_GIVEN PROBLEM_
Repeat every line of the data exactly, but not the pictures.

_DATA IN THIS EXERCISE_
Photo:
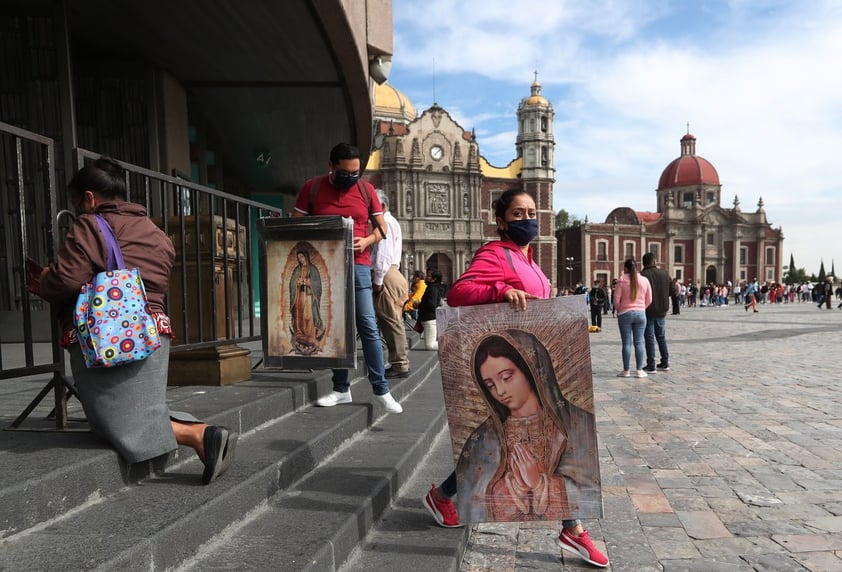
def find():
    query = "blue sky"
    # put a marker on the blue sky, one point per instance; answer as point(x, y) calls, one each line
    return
point(757, 80)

_PROBLEM SOLUTION_
Photo:
def find():
    query = "blue sky"
    # put a marker on the blue sky, one point per instance; answer as point(x, y) calls, one each line
    return
point(757, 80)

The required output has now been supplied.